▶ The task
Write out each of the entries below word for word, leaving out the pictures.

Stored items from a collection

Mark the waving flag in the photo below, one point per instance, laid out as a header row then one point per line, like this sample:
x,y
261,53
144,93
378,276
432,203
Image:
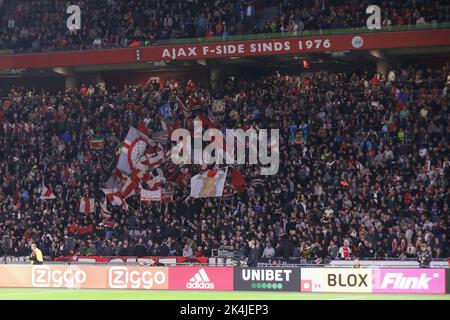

▶ Reply to the task
Mark the waving flag in the photo below, one point per instance, laid out as a header row then one point per line, like this sample:
x,y
261,53
144,93
378,276
432,203
Image:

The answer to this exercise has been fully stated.